> [SELECTED PASSAGE]
# Learning To Climb Inside Dryer Tubing



## hedgewawa (Apr 25, 2009)

I am planning to link more than one cage together with pvc pipe. The way my cages are configured I will need to lead my hedgies up about 4 inches in height to the pvc connectors gradually with dryer vent tubing. I am going to divide the extra cage in half and put my two hogs' wheels in there.

My question is: do the hedgies learn to climb the tubes from one cage to another on their own or would I have to teach them?


----------



## silvercat (Oct 24, 2008)

I think it would depend on the hedgie, similar to wheels. I'd imagine it would go something like this.

Hedgie discovers PVC piping & thinks "hmm, small hole.... I wonder what's inside... Can I fit? Yup!"

Then proceeded by one of two thoughts

"oh no!! It's slippery & going up. no way man, I don't like that, too much effort!"
or
"I think i can, I think I can. If I just stretch my neck way out & put my feet here... & then I ...." until hedgie reaches top. This is then proceeded by a "wheeeee' thought as the explorative hedgie later slides down the 4" slope.


----------



## hedgewawa (Apr 25, 2009)

I am only going to use the pvc to connect cages. I am going to use dryer vent tubing for the incline... I have seen other people on HHC using the tubing for their hogs to go up.


----------



## Immortalia (Jan 24, 2009)

I'd have to agree with silvercat in the sense that it's not something you can actually "teach". It's a matter of the hedgie actually wanting to explore and walk inside.

> [STATED GOAL 1]
In the dryer tubing thread, rewrite the passage from "I am only going" up to and including "(Jan 24, 2009)", replacing "incline" with "ramp".
> [STATED GOAL 2]
Summarize the dryer tubing thread in two sentences.
> [STATED GOAL 3]
Continue the dryer tubing thread from the point at which it stops.

> [Stored items from a collection]
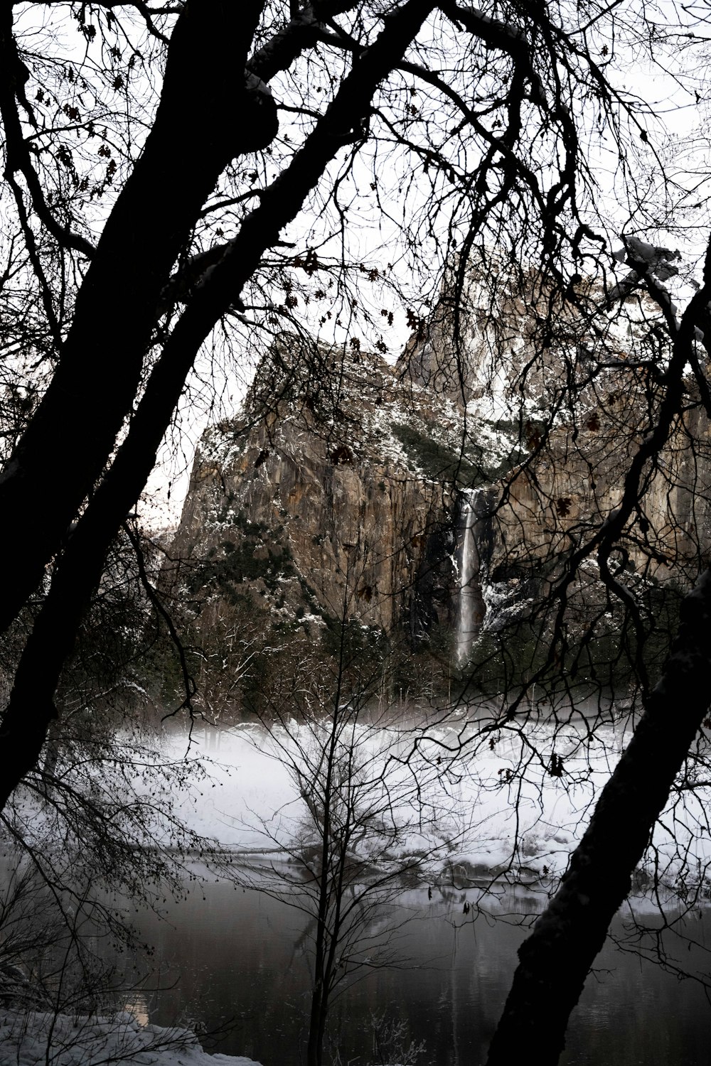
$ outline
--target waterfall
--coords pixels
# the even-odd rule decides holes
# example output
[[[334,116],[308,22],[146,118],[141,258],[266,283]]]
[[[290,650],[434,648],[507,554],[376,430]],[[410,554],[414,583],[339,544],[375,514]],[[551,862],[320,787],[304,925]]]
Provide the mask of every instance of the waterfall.
[[[476,495],[462,498],[459,510],[459,612],[456,633],[456,658],[463,666],[471,655],[471,646],[481,628],[484,613],[482,592],[479,587],[479,550],[474,535],[476,526]]]

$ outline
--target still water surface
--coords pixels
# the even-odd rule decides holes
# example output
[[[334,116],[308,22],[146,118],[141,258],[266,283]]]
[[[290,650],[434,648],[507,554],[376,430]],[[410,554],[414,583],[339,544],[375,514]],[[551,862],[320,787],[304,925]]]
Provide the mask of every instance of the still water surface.
[[[205,898],[204,898],[205,897]],[[366,972],[335,1001],[332,1034],[340,1062],[359,1066],[373,1054],[373,1014],[404,1021],[407,1040],[424,1044],[419,1063],[475,1066],[483,1062],[505,999],[516,949],[526,935],[506,921],[464,916],[459,892],[404,893],[413,921],[398,941],[398,968]],[[503,910],[529,914],[539,904],[512,893]],[[649,924],[661,924],[648,917]],[[136,996],[134,1010],[171,1024],[190,1017],[204,1030],[231,1030],[211,1050],[254,1057],[265,1066],[304,1062],[308,1013],[308,920],[254,890],[227,883],[191,886],[168,920],[141,916],[142,934],[157,946],[161,984],[174,987]],[[621,918],[614,933],[625,932]],[[707,915],[688,920],[685,936],[664,944],[696,974],[711,970]],[[711,943],[711,941],[710,941]],[[329,1055],[326,1056],[326,1061]],[[571,1020],[563,1064],[580,1066],[708,1066],[711,1006],[696,981],[680,982],[636,954],[607,948],[588,978]]]

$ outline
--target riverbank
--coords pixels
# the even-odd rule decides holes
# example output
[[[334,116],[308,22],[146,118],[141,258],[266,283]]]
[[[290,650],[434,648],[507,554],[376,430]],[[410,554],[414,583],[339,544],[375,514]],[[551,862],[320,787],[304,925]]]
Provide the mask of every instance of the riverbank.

> [FINAL ANSWER 1]
I am only going to use the pvc to connect cages. I am going to use dryer vent tubing for the ramp... I have seen other people on HHC using the tubing for their hogs to go up.


----------



## Immortalia (Jan 24, 2009)

> [FINAL ANSWER 2]
A hedgehog owner plans to connect several cages with PVC pipe, using dryer vent tubing to lead the hogs about 4 inches up to the connectors, and asks whether they will learn to climb the tubes on their own or must be taught. The replies say that it depends on the individual hedgie, much as with wheels, and that climbing cannot really be taught because it depends on the hedgie wanting to explore and walk inside.

> [FINAL ANSWER 3]
As a suggestion, what you can do, is cut a smaller piece of the vent tube(15inches or so) and let your hedgie play and explore with that. Either toss it to the floor of the cage or playpen and let your hedgie explore with it and know that it's a "through" tunnel.

Once they are accustomed to it and knows what it is, then it's all up to your hedgie on whether or not they *want* to climb and walk through.

Just be aware that your hedgies might decide that it's too much hassle for them and refuse to use it, in which case, you'd have to find some other way to connect the cages. Or you might have to actually build an "open" ramp(fenced on either side, but something wide for them to amble up and walk through the pvc pipe).


----------



## hedgewawa (Apr 25, 2009)

ok that helps immensely. i am going to get some pvc and tubing for practice. i was ready to get two elbow pvc for them anyway. i will let you know how the three of us do.


----------



## raisinsushi (Jun 13, 2009)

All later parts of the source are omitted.